Written problem 1 —
In the text below about humanitarian aid, which two countries does Griffiths point to as examples of why conflict resolution should be a bigger focus?

Text shown —
----------

On accountability to affected people: “Let’s change our relationship with those we serve.”

Griffiths said he remained haunted by an incident in the Democratic Republic of Congo in the 1990s in which a refugee child died while he was speaking to the baby’s mother. The baby’s liquids had spilled onto Griffiths’ trousers and, even in her moment of loss, the mother was focused on cleaning them. “The negative power dynamics between us and the affected people… you see it wherever you go,” he said.

Griffiths said he hoped his legacy would be in improving accountability to affected people and the responsiveness of humanitarian programming, planning, and delivery to their needs. But he gave few concrete examples of how that would be achieved, apart from improving humanitarians’ capacity to listen to what people want. 

He remarked upon being struck by a comment by a Syrian refugee in Turkey, who said: “You can't lean back on a tent. And we've been living in a tent for five years. And can we have something a little bit more solid, so that we can actually lean back on it?’” 

And he chastised the typical response: “ ‘No, no, we keep giving tents, because we don't want you to look as if you're permanently there.’ There's a lot of things that we can do better in this regard.”

Yet Griffiths also stressed the challenges of providing more tailored responses to people in need on such short annual project cycle timelines. “It's probably going to be a bit longer to get [accountability to affected people] right,” he said. “But I hope we can really move that forward.”

On why conflict resolution should be a bigger focus: “We are compelled to do it, by the circumstances, by the costs.”

His background as a conflict mediator – and the skyrocketing costs of humanitarian response – have pushed him to take a different approach to emergency aid. 

“We need to be… finding a way to move away from simply repeating the appeal for another year, another year, another year. We need to look at ways in which we can be aware of and maybe support – from a humanitarian perspective – efforts to resolve the conflicts; efforts to be much more present early on in cases of drought and potential famine…

“We need to be a lot more focused, not on an exit – because that suggests an abdication of responsibility – but on a resolution.” 

He pointed to Syria and Ethiopia as examples. 

In Syria’s conflict, he said, 10 years of aid have not changed the trajectory of increasing poverty in the country. “We are failing each year, more, to do our job for the Syrian people. We need to look at how to move away from that.” 

In Ethiopia, he said, getting access to deliver aid to people in need was always going to be complicated so long as an active conflict was underway. “There's no doubt that absent an end to the fighting between the Tigrayans and the government of Ethiopia, our humanitarian access is going to be patchy.”

----------

Written problem 2 —
Pick out each line of the records below that contains the word "wooden", and copy those lines.

----------

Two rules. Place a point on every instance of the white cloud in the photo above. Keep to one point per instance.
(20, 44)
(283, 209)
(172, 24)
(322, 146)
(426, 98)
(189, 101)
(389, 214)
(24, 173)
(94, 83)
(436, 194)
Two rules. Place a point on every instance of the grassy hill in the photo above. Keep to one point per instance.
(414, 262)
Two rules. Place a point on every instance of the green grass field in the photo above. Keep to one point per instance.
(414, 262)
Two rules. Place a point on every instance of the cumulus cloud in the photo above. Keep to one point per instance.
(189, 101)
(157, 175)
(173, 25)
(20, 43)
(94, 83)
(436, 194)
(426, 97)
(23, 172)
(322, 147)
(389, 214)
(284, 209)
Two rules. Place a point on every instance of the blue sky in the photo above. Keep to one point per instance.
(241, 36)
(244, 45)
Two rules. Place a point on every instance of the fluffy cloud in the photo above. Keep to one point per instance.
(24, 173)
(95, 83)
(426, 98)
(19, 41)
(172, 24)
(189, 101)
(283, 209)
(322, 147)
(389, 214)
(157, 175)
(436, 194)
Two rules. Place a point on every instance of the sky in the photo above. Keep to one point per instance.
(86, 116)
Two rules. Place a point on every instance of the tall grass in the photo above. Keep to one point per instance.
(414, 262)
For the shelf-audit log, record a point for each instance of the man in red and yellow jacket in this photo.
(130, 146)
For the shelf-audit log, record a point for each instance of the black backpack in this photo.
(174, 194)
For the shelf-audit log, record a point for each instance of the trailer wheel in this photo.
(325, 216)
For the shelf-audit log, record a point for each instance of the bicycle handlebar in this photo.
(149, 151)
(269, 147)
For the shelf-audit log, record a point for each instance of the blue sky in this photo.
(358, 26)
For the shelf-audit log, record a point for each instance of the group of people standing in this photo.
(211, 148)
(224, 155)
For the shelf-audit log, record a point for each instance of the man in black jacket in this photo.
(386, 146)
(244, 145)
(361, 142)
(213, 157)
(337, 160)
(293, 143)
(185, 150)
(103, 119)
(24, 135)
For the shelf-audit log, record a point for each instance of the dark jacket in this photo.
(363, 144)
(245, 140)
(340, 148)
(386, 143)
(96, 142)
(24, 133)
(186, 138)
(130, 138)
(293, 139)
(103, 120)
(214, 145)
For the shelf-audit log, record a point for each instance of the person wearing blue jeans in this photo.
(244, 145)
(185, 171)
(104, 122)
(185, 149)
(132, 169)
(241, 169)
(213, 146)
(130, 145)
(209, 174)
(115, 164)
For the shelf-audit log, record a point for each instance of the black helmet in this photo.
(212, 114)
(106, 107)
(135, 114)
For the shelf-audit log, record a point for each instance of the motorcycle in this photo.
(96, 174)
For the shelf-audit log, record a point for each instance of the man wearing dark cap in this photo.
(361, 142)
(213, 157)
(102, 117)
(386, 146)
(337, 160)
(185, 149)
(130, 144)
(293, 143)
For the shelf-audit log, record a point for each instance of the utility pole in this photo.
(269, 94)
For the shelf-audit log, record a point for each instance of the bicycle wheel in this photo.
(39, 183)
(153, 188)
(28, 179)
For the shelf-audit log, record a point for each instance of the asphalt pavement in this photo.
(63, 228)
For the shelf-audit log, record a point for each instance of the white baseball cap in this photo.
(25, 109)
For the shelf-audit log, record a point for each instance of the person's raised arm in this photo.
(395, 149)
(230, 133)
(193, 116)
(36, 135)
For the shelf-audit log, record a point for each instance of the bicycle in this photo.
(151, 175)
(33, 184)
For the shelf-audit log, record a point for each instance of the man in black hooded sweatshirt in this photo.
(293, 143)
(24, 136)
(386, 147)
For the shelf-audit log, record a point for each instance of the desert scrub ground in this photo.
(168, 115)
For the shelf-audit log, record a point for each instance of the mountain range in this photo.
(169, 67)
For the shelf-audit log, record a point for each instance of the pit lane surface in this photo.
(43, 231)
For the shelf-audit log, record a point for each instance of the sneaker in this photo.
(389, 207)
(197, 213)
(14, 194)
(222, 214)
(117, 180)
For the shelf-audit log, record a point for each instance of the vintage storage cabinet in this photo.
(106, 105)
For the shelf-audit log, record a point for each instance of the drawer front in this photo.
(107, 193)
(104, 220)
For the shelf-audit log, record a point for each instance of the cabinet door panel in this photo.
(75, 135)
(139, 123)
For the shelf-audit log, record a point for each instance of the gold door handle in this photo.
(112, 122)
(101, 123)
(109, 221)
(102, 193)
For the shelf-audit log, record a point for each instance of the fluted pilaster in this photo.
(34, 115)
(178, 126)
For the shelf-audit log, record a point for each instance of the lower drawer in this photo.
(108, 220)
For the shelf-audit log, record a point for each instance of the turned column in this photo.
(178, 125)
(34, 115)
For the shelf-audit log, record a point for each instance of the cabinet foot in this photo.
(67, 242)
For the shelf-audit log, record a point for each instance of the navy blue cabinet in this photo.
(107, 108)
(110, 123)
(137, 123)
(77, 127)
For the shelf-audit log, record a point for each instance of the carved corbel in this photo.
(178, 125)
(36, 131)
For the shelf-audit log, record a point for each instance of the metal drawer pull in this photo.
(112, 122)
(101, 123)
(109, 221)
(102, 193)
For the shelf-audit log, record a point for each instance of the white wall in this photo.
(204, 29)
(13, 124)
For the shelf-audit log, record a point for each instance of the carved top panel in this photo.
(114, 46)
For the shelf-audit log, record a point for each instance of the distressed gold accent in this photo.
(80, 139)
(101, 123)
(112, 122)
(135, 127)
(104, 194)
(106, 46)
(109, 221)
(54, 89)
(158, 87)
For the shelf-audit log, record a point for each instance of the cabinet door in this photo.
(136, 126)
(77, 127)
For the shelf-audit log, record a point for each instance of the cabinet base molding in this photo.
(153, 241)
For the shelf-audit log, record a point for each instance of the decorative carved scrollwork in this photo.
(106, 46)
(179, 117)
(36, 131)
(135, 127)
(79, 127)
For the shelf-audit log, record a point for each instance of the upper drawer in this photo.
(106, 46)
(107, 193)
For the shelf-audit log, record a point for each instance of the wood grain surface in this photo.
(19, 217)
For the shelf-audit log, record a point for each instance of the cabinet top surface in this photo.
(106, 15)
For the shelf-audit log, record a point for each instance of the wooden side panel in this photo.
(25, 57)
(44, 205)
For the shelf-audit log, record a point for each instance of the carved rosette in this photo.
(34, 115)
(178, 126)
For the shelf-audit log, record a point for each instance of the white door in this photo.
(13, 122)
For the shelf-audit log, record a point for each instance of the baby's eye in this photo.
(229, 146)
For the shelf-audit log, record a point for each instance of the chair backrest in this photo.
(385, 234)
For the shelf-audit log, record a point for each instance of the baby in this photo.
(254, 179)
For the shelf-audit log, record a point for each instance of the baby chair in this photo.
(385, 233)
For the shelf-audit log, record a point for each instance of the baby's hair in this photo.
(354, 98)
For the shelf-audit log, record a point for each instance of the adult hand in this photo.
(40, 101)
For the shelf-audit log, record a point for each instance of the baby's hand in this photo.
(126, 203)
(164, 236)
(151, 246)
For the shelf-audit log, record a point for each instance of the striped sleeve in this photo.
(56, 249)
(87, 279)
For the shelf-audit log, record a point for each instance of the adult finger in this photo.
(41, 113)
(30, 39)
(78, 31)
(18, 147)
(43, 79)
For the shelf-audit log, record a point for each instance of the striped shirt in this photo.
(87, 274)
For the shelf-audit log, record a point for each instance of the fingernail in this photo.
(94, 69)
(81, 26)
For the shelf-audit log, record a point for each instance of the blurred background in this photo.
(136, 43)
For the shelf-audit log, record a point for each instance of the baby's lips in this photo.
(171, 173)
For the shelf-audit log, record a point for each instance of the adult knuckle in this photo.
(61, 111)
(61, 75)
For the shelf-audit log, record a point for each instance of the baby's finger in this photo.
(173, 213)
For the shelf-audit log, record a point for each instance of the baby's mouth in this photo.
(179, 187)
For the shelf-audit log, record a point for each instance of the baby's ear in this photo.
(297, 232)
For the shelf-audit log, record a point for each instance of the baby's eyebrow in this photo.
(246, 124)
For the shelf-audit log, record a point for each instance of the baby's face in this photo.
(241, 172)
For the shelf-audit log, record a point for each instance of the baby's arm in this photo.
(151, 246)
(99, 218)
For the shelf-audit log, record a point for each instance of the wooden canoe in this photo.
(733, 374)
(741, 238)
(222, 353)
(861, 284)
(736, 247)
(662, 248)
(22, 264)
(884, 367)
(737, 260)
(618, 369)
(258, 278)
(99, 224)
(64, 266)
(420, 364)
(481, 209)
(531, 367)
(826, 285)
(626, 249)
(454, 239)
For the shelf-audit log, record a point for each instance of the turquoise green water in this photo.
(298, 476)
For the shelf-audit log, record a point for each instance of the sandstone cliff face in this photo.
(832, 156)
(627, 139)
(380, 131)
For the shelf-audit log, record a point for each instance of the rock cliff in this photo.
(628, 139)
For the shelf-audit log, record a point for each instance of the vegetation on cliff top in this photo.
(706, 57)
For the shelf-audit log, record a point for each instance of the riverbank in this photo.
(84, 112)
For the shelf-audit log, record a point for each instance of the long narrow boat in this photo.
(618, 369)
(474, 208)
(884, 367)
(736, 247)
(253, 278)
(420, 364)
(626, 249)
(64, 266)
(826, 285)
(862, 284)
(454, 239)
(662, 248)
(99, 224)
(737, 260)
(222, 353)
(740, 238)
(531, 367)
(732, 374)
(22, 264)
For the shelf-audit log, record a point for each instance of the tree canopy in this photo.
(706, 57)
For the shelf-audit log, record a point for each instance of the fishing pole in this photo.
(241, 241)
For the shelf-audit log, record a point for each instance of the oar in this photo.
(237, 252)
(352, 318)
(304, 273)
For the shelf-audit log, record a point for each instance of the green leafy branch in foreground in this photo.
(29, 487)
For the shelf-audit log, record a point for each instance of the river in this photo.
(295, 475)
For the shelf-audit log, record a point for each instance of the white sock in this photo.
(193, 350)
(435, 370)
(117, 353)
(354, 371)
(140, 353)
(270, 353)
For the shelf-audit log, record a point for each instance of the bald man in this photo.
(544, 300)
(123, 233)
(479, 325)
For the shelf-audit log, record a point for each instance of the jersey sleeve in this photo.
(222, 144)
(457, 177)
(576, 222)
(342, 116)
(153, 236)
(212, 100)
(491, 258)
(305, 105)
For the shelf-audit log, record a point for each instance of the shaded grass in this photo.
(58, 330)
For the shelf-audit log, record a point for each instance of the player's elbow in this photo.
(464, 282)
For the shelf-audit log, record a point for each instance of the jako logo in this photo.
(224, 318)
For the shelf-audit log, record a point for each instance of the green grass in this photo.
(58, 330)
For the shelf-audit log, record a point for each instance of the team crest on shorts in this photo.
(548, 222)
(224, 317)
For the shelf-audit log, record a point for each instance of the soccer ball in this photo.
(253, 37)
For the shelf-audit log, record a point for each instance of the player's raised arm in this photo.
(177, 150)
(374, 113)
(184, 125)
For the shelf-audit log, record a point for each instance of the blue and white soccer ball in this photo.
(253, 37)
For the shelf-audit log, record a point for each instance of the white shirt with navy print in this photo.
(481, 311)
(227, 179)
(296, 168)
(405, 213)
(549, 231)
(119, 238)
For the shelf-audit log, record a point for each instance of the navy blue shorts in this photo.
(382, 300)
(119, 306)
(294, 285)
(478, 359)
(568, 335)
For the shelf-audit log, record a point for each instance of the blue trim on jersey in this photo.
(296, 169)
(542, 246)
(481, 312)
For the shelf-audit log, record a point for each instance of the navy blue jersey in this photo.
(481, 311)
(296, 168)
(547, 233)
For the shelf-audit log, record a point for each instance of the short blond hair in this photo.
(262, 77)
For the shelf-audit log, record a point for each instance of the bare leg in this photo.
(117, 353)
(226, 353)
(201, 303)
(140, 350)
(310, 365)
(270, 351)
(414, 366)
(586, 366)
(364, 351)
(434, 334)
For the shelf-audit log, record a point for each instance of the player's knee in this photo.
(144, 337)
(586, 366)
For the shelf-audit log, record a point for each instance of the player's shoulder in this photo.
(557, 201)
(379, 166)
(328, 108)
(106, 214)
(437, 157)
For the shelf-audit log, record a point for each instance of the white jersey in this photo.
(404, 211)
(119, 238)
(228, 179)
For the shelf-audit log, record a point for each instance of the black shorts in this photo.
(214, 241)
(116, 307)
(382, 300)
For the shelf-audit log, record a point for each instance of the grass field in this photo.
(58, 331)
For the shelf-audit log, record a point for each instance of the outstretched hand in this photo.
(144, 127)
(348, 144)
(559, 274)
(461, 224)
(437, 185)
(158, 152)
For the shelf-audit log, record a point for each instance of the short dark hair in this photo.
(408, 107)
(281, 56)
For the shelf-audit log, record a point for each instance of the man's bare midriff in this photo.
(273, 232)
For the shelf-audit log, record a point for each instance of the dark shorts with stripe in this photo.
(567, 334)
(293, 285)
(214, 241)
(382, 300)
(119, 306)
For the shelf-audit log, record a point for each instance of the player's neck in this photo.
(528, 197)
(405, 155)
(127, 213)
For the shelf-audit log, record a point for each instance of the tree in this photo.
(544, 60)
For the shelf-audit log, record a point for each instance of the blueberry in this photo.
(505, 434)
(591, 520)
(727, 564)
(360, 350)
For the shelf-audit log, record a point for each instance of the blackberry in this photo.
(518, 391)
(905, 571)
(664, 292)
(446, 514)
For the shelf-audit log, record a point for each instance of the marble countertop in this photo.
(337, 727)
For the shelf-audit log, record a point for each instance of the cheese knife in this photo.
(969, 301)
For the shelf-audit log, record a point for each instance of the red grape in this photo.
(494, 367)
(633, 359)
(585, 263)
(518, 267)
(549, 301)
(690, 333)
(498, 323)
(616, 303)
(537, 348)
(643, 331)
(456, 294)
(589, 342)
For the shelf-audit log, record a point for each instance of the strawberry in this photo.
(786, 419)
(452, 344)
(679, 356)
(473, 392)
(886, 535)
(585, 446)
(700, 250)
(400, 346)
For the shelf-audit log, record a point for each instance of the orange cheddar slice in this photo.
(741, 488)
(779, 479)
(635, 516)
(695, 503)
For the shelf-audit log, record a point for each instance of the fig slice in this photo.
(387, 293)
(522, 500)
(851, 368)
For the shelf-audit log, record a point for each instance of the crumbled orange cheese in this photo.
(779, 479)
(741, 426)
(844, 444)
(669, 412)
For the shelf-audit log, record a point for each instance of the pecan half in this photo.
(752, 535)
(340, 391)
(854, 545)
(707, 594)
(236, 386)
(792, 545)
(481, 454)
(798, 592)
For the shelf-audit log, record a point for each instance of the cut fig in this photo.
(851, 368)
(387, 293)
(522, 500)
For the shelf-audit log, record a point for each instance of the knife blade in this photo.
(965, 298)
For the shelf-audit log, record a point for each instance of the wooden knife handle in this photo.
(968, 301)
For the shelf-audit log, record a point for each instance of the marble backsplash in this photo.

----------

Problem solution 1 —
Syria and Ethiopia.

Problem solution 2 —
For the shelf-audit log, record a point for each instance of the wooden side panel in this photo.
For the shelf-audit log, record a point for each instance of the wooden canoe in this photo.
For the shelf-audit log, record a point for each instance of the wooden knife handle in this photo.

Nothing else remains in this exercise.